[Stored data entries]
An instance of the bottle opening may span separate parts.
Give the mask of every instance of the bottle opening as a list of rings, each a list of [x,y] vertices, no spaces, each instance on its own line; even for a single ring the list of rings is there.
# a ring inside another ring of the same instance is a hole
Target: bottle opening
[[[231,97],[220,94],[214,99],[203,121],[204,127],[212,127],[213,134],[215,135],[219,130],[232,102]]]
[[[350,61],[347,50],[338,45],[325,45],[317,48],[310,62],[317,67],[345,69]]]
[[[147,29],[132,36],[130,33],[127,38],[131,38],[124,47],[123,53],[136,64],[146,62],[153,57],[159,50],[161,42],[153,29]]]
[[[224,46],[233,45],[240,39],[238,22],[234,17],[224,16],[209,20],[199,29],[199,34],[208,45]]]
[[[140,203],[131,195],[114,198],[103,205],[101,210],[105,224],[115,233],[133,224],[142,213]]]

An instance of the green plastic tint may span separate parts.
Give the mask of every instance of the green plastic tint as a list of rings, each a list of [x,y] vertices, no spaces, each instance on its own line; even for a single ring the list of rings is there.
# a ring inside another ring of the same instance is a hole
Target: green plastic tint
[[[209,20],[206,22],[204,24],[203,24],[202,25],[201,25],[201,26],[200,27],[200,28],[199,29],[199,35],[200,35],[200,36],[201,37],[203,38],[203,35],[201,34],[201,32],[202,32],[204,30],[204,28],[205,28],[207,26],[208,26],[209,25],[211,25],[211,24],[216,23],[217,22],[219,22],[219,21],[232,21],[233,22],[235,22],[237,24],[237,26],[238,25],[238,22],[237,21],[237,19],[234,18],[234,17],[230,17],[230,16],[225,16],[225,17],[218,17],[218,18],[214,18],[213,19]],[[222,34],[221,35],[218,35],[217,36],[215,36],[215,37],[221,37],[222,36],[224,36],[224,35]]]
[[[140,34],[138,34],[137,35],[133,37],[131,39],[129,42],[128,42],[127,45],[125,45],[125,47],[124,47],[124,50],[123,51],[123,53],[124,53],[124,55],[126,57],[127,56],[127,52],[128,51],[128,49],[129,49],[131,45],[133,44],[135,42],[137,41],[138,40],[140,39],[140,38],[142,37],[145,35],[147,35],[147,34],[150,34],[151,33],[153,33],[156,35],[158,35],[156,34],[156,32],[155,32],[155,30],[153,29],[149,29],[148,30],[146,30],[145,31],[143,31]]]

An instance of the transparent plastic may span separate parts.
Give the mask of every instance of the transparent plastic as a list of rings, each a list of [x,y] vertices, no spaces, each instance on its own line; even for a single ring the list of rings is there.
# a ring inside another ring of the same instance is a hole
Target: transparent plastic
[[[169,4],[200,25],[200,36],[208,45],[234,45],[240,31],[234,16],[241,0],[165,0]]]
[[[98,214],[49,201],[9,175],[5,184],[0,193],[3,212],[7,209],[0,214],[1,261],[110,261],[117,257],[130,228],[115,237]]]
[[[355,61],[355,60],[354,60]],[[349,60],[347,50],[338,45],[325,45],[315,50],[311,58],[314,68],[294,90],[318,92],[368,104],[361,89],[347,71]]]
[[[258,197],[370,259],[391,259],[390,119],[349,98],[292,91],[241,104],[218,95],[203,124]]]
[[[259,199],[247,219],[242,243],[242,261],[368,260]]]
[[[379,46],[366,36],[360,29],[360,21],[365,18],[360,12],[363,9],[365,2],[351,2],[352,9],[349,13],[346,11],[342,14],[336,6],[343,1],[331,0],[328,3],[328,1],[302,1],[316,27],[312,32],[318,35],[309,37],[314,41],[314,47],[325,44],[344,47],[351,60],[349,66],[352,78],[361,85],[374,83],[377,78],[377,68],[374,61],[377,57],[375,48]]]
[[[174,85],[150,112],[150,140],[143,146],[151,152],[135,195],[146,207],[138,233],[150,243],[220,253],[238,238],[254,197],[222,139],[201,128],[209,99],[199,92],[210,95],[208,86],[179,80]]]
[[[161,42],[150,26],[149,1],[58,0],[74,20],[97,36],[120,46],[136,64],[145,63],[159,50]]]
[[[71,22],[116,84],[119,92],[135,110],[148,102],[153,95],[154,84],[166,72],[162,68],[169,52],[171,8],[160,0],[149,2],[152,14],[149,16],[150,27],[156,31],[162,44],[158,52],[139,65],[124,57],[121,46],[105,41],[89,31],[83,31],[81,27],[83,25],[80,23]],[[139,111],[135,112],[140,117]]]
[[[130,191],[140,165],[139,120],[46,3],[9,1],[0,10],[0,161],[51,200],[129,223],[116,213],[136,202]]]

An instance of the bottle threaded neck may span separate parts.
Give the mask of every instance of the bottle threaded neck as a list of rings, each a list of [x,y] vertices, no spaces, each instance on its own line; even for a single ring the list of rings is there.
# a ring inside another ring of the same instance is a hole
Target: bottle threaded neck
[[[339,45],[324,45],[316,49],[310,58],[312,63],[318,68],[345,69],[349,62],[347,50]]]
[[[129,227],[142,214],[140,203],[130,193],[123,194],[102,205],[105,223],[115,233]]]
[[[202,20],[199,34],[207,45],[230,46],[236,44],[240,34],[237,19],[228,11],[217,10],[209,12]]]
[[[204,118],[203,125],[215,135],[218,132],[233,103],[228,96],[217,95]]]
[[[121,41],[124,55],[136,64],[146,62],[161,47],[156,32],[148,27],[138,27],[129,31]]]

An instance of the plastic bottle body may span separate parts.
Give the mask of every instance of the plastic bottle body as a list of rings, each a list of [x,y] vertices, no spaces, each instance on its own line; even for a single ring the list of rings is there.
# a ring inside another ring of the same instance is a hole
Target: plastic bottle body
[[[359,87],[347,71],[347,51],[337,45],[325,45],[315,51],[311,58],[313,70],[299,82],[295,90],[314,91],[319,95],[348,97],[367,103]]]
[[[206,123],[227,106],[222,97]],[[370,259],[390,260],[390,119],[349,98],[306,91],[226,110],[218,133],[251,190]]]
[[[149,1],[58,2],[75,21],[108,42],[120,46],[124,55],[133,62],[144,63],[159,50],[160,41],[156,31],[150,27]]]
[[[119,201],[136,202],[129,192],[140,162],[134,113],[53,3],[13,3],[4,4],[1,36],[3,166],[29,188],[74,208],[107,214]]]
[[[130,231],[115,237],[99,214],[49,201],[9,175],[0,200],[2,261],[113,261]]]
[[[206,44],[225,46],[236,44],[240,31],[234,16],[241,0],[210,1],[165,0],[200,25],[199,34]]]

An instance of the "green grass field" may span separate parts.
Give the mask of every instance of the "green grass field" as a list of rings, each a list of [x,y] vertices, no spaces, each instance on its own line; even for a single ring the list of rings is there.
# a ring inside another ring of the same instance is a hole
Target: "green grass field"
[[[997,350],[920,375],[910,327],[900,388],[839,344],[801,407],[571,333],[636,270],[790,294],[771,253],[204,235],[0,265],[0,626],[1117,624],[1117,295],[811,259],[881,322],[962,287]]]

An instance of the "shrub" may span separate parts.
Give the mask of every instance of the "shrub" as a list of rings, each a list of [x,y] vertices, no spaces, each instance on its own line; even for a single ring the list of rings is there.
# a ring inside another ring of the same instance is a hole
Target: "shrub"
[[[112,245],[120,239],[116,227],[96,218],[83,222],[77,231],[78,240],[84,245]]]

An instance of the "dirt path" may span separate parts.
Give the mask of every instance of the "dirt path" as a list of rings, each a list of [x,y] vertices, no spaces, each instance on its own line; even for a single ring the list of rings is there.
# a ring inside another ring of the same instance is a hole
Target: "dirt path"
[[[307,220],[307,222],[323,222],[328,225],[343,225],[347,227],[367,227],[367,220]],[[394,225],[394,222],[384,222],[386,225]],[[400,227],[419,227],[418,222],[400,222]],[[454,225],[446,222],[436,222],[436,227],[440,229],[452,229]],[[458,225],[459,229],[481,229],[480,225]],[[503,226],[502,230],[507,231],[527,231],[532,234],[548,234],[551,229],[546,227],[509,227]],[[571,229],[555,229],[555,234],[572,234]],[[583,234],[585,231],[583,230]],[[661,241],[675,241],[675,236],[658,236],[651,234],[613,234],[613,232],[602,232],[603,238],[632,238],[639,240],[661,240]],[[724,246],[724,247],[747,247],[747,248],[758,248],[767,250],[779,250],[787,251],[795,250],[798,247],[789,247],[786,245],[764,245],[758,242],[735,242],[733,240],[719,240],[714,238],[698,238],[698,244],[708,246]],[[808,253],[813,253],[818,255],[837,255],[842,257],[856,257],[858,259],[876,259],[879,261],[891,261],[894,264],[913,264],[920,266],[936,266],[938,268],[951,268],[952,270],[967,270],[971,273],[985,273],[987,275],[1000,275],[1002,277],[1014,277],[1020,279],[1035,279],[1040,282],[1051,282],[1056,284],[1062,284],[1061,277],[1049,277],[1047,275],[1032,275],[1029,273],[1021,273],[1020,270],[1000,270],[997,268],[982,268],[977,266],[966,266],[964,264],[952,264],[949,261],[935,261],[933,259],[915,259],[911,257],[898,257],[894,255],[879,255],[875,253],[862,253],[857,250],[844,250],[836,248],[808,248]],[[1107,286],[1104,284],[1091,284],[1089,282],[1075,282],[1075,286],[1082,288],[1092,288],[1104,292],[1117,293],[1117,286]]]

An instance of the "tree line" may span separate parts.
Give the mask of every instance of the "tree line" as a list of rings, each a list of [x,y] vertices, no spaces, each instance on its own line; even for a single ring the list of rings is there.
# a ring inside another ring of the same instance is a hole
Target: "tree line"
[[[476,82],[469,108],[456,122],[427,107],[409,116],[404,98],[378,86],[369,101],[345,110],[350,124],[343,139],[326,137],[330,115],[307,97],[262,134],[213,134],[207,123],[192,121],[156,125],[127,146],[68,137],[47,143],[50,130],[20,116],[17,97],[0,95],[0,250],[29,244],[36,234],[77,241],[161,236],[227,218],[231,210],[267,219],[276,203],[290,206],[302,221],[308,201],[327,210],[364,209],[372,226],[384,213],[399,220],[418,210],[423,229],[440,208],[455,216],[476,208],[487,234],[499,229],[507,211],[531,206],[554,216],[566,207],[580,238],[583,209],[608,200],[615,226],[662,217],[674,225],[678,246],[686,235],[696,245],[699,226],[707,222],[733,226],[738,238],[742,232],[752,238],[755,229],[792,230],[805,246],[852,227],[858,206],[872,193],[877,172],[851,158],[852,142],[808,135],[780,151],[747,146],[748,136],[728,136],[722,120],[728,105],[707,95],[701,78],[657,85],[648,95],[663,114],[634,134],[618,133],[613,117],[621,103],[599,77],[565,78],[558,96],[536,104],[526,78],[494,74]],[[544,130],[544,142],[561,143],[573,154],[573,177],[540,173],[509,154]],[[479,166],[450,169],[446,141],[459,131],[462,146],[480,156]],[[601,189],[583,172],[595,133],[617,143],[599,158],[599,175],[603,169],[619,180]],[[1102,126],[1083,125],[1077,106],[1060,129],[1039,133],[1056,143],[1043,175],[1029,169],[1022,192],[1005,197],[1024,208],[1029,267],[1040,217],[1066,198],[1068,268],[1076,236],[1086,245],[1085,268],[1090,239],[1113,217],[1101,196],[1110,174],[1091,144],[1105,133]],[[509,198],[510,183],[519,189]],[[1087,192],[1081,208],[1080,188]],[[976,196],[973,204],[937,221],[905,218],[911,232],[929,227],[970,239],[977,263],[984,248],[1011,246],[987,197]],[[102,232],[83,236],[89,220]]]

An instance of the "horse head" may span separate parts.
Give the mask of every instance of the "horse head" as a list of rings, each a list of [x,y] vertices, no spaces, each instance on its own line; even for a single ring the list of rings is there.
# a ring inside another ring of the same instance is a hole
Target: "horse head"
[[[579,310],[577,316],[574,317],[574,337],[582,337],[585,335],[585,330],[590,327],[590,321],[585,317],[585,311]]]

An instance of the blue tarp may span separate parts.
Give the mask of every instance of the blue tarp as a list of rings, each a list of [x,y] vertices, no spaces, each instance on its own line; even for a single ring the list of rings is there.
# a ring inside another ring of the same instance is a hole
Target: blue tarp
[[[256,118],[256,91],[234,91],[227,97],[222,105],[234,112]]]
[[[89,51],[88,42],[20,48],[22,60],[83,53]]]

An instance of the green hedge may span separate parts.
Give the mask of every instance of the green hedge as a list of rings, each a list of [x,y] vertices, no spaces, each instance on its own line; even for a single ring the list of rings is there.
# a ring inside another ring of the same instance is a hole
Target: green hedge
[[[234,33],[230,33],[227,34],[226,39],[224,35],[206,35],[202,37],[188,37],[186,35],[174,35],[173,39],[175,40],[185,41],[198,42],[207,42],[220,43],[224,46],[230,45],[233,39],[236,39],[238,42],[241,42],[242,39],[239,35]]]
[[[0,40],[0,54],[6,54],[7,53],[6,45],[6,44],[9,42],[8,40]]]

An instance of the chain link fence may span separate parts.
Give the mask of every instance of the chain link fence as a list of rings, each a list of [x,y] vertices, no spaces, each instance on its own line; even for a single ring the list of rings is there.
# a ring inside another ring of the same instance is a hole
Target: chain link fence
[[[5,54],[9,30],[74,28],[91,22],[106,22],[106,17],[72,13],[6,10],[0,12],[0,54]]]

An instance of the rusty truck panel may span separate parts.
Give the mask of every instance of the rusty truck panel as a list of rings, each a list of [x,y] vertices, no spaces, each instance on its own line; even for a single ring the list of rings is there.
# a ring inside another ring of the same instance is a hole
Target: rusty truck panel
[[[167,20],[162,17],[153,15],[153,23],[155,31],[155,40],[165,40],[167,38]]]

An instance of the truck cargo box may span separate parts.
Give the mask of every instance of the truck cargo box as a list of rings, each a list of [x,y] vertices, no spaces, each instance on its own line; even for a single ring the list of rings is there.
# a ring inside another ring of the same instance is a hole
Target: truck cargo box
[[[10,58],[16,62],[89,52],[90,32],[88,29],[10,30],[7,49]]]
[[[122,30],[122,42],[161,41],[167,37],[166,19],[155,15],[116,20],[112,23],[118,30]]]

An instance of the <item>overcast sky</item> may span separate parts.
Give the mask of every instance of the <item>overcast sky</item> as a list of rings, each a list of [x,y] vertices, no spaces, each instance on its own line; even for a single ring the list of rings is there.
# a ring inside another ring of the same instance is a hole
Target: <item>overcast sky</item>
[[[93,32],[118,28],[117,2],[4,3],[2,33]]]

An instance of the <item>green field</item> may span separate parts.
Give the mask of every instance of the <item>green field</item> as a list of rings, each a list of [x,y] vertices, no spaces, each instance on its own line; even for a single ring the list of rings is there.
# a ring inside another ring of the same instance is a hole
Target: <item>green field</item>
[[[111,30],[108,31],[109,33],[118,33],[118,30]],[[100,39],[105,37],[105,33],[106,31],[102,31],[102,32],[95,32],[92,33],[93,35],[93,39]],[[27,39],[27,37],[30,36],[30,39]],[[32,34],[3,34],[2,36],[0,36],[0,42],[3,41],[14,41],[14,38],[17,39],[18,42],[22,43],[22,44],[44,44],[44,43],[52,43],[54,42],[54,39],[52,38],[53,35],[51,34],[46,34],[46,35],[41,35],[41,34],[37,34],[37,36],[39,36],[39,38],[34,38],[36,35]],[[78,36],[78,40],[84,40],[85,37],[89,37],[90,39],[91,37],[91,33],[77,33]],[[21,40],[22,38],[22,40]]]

— Task to carry out —
Return, word for word, the stretch of the data above from its very beginning through the line containing "Give the mask of every instance of the bottle opening", including that line.

— Response to the exercise —
An instance of the bottle opening may span separate parts.
Give the mask of every instance of the bottle opening as a list of rings, each a list of [x,y] vertices, no spaces, each instance on its own line; even for a single ring the list of rings is there.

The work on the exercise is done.